[Data extracted from a collection]
.....
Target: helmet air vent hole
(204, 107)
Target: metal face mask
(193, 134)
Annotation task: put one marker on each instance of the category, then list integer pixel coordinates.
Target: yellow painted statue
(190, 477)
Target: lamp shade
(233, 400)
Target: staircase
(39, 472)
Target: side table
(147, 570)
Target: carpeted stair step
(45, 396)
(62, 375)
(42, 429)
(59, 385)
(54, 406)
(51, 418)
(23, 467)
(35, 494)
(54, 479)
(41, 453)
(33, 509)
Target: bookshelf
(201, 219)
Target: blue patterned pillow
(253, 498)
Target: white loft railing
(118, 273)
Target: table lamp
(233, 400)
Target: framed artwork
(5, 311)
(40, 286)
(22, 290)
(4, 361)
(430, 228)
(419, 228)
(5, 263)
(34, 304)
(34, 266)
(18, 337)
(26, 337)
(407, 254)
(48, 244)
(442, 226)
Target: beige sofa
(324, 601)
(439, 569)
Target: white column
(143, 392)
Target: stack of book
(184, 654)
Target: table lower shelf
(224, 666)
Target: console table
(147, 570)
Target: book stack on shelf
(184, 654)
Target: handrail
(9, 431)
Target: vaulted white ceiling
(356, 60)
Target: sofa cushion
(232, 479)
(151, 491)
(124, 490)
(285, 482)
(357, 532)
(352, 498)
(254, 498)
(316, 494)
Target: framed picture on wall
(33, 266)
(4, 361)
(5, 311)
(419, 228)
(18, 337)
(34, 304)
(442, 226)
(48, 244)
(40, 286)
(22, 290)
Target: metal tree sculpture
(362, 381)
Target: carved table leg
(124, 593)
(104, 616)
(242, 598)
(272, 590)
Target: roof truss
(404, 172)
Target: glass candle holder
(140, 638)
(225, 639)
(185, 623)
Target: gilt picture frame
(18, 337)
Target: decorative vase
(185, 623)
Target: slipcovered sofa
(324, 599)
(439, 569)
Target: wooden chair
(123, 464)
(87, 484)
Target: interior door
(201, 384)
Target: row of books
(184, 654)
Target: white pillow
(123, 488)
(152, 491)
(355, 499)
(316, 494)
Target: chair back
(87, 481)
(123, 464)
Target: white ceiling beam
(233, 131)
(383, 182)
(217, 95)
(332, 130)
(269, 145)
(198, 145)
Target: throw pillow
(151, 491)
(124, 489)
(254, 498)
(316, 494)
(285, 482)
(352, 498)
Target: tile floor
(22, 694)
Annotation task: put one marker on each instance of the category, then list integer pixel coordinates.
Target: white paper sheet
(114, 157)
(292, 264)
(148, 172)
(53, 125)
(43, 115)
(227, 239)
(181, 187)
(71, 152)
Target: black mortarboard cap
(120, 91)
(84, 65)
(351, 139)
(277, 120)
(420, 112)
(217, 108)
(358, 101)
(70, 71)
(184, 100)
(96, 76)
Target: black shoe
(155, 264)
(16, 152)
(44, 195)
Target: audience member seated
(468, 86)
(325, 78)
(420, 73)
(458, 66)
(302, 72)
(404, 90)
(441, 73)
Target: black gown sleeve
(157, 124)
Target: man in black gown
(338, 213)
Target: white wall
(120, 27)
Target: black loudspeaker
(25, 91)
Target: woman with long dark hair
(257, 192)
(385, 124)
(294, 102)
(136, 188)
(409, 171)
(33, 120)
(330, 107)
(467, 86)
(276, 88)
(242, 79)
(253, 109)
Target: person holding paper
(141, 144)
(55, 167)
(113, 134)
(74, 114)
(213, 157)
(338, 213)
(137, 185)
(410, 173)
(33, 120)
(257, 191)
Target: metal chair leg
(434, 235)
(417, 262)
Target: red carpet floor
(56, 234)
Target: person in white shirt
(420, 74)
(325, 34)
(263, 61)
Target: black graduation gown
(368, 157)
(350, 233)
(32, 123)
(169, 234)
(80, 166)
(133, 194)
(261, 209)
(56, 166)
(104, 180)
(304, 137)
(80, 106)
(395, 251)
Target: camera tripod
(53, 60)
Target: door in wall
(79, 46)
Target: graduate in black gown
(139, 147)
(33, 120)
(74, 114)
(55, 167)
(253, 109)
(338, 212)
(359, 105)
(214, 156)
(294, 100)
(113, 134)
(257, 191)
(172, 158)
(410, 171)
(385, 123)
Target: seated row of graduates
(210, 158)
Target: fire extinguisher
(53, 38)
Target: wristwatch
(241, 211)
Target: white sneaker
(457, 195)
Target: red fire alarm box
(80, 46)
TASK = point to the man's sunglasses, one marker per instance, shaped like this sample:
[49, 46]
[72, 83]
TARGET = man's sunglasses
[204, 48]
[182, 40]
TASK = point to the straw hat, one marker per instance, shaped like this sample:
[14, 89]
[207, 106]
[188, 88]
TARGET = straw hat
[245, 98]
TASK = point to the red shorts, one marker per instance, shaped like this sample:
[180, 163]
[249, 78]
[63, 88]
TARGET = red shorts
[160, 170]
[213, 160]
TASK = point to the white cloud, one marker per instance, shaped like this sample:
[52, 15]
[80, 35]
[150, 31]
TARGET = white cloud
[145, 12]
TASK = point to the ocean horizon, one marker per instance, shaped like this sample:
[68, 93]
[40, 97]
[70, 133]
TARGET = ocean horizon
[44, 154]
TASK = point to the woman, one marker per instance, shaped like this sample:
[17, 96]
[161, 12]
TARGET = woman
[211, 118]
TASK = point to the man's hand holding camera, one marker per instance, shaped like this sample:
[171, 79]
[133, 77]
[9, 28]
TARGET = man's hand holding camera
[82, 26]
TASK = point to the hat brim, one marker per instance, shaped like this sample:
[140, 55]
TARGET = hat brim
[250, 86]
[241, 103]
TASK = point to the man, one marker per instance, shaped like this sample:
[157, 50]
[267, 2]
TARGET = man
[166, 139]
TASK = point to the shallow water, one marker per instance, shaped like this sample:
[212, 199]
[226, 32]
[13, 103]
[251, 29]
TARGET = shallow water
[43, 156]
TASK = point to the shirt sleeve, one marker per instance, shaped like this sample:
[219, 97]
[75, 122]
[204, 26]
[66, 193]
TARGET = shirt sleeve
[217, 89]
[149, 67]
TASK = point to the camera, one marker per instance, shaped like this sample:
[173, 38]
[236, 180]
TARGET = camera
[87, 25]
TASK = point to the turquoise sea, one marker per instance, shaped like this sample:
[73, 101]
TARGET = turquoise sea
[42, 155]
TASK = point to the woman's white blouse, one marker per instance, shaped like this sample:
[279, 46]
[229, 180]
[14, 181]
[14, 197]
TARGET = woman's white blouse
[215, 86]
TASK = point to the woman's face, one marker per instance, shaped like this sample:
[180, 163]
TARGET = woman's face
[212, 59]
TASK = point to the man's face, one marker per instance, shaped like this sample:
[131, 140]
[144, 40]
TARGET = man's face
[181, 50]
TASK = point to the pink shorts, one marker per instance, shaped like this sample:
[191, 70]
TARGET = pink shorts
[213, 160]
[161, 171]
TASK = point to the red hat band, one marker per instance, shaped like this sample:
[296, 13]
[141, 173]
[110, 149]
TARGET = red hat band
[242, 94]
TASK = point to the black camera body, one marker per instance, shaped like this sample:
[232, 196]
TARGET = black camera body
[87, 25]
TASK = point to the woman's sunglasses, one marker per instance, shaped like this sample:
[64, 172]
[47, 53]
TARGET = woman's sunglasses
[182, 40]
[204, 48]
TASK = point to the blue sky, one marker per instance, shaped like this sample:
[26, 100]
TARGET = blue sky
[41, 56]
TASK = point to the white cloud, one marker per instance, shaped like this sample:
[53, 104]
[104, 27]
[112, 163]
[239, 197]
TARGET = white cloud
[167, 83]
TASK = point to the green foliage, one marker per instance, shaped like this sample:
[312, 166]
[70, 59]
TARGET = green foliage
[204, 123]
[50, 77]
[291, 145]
.....
**Work instructions:**
Retyping the data above exactly and in full is the task.

**Solution for this exercise:**
Target: helmet air vent hole
(204, 107)
Target: metal face mask
(193, 134)
Annotation task: put one marker on each instance of the category, then list integer pixel coordinates.
Target: yellow painted statue
(190, 477)
Target: lamp shade
(233, 400)
Target: staircase
(39, 472)
Target: side table
(147, 570)
Target: carpeted stair step
(45, 396)
(62, 375)
(42, 429)
(59, 385)
(54, 406)
(51, 418)
(23, 467)
(35, 494)
(54, 479)
(41, 453)
(33, 509)
Target: bookshelf
(201, 219)
Target: blue patterned pillow
(253, 498)
Target: white loft railing
(118, 273)
Target: table lamp
(233, 400)
Target: framed artwork
(5, 311)
(40, 286)
(22, 290)
(4, 361)
(430, 228)
(419, 228)
(5, 263)
(34, 304)
(34, 266)
(18, 337)
(26, 337)
(407, 254)
(48, 244)
(442, 226)
Target: beige sofa
(324, 601)
(439, 569)
Target: white column
(143, 392)
Target: stack of book
(184, 654)
Target: table lower shelf
(224, 666)
Target: console table
(147, 570)
Target: book stack on shelf
(184, 654)
Target: handrail
(9, 431)
Target: vaulted white ceiling
(356, 60)
Target: sofa cushion
(232, 479)
(151, 491)
(124, 490)
(285, 482)
(357, 532)
(352, 498)
(254, 498)
(316, 494)
Target: framed picture on wall
(33, 266)
(4, 361)
(5, 311)
(419, 228)
(18, 337)
(34, 304)
(442, 226)
(48, 244)
(40, 286)
(22, 290)
Target: metal tree sculpture
(362, 381)
Target: carved table leg
(124, 593)
(104, 616)
(242, 598)
(272, 590)
Target: roof truss
(404, 172)
Target: glass candle holder
(140, 638)
(225, 639)
(185, 623)
Target: gilt picture frame
(18, 337)
Target: decorative vase
(185, 623)
Target: slipcovered sofa
(324, 599)
(439, 569)
Target: wooden chair
(123, 464)
(87, 484)
Target: interior door
(201, 384)
Target: row of books
(184, 654)
Target: white pillow
(123, 488)
(152, 491)
(355, 499)
(316, 494)
Target: chair back
(87, 481)
(123, 464)
Target: white ceiling beam
(233, 131)
(383, 182)
(217, 95)
(332, 130)
(269, 145)
(198, 145)
Target: throw pillow
(151, 491)
(124, 489)
(254, 498)
(316, 494)
(285, 482)
(352, 498)
Target: tile floor
(22, 694)
Annotation task: put one marker on each instance of the category, then list integer pixel coordinates.
Target: white paper sheet
(114, 157)
(292, 264)
(148, 172)
(53, 125)
(43, 115)
(227, 239)
(181, 187)
(71, 152)
Target: black mortarboard cap
(120, 91)
(84, 65)
(351, 139)
(277, 120)
(420, 112)
(217, 108)
(358, 101)
(70, 71)
(184, 100)
(96, 76)
Target: black shoe
(155, 264)
(16, 152)
(44, 195)
Target: audience member seated
(468, 86)
(325, 78)
(420, 73)
(458, 66)
(302, 72)
(404, 90)
(441, 73)
Target: black gown sleeve
(157, 124)
Target: man in black gown
(338, 213)
Target: white wall
(120, 27)
Target: black loudspeaker
(25, 91)
Target: woman with long dark hair
(257, 192)
(385, 124)
(294, 102)
(136, 188)
(409, 171)
(33, 120)
(330, 107)
(467, 86)
(276, 88)
(242, 79)
(253, 109)
Target: person holding paper
(141, 144)
(55, 167)
(113, 134)
(74, 114)
(213, 157)
(338, 213)
(137, 185)
(410, 173)
(33, 120)
(257, 191)
Target: metal chair leg
(434, 235)
(417, 262)
Target: red carpet floor
(56, 234)
Target: person in white shirt
(420, 74)
(325, 34)
(263, 61)
Target: black graduation gown
(368, 157)
(350, 233)
(32, 123)
(169, 234)
(80, 166)
(133, 194)
(261, 209)
(56, 166)
(104, 180)
(304, 137)
(80, 106)
(395, 251)
Target: camera tripod
(53, 60)
Target: door in wall
(79, 46)
Target: graduate in black gown
(139, 147)
(33, 120)
(74, 114)
(55, 167)
(253, 109)
(338, 212)
(359, 105)
(214, 156)
(294, 100)
(113, 134)
(257, 191)
(172, 158)
(410, 171)
(385, 123)
Target: seated row of graduates
(210, 158)
Target: fire extinguisher
(53, 38)
Target: wristwatch
(241, 211)
Target: white sneaker
(457, 195)
Target: red fire alarm box
(80, 46)
TASK = point to the man's sunglasses, one marker per instance, shaped like this sample:
[49, 46]
[72, 83]
TARGET = man's sunglasses
[204, 48]
[182, 40]
TASK = point to the straw hat, one marker per instance, shaped like this sample:
[14, 89]
[207, 106]
[188, 88]
TARGET = straw hat
[245, 98]
TASK = point to the red shorts, one marker per instance, shaped like this sample:
[180, 163]
[249, 78]
[63, 88]
TARGET = red shorts
[160, 170]
[213, 160]
TASK = point to the white cloud, one marker per instance, shaped like this sample:
[52, 15]
[80, 35]
[150, 31]
TARGET = white cloud
[145, 12]
TASK = point to the ocean horizon, one marker per instance, shaped like this sample:
[68, 93]
[40, 97]
[70, 133]
TARGET = ocean horizon
[44, 154]
TASK = point to the woman, one marker per instance, shaped like this sample:
[17, 96]
[161, 12]
TARGET = woman
[211, 118]
TASK = point to the man's hand holding camera, one marker per instance, shaped like this sample:
[171, 79]
[133, 77]
[9, 28]
TARGET = man's hand holding camera
[82, 26]
TASK = point to the hat brim, one marker per instance, shaped like this sample:
[140, 55]
TARGET = hat brim
[250, 86]
[241, 103]
TASK = point to the man, one marker per instance, shaped like this sample:
[157, 50]
[267, 2]
TARGET = man
[166, 139]
TASK = point to the shallow water, one marker per instance, shaped like this sample:
[212, 199]
[226, 32]
[13, 103]
[251, 29]
TARGET = shallow water
[43, 156]
TASK = point to the shirt sleeve, one marker per instance, shaped like this sample:
[219, 97]
[75, 122]
[204, 26]
[66, 193]
TARGET = shirt sleeve
[217, 89]
[149, 67]
TASK = point to the camera, one marker per instance, shaped like this sample:
[173, 38]
[236, 180]
TARGET = camera
[87, 25]
TASK = point to the turquoise sea, one marker per instance, shaped like this sample:
[73, 101]
TARGET = turquoise sea
[42, 155]
TASK = point to the woman's white blouse, one marker per instance, shaped like this sample:
[279, 46]
[229, 180]
[14, 181]
[14, 197]
TARGET = woman's white blouse
[215, 86]
TASK = point to the woman's face, one marker per instance, shaped like this sample:
[180, 163]
TARGET = woman's face
[212, 59]
TASK = point to the man's face, one marker per instance, shaped like this sample:
[131, 140]
[144, 40]
TARGET = man's face
[181, 50]
TASK = point to the pink shorts, one marker per instance, shaped like this sample:
[191, 70]
TARGET = pink shorts
[213, 160]
[161, 171]
TASK = point to the red hat band, one marker per instance, shaped like this sample:
[296, 13]
[141, 173]
[110, 149]
TARGET = red hat band
[242, 94]
TASK = point to the black camera body, one marker per instance, shaped like this sample:
[232, 196]
TARGET = black camera body
[87, 25]
TASK = point to the woman's sunglasses, one marker per instance, shaped like this sample:
[64, 172]
[47, 53]
TARGET = woman's sunglasses
[182, 40]
[204, 48]
TASK = point to the blue sky, one marker per instance, shaped like this sample:
[26, 100]
TARGET = blue sky
[41, 56]
TASK = point to the white cloud, one marker per instance, shaped like this sample:
[53, 104]
[104, 27]
[112, 163]
[239, 197]
TARGET = white cloud
[167, 83]
TASK = point to the green foliage, one marker per instance, shaped like this sample:
[312, 166]
[70, 59]
TARGET = green foliage
[204, 123]
[50, 77]
[291, 145]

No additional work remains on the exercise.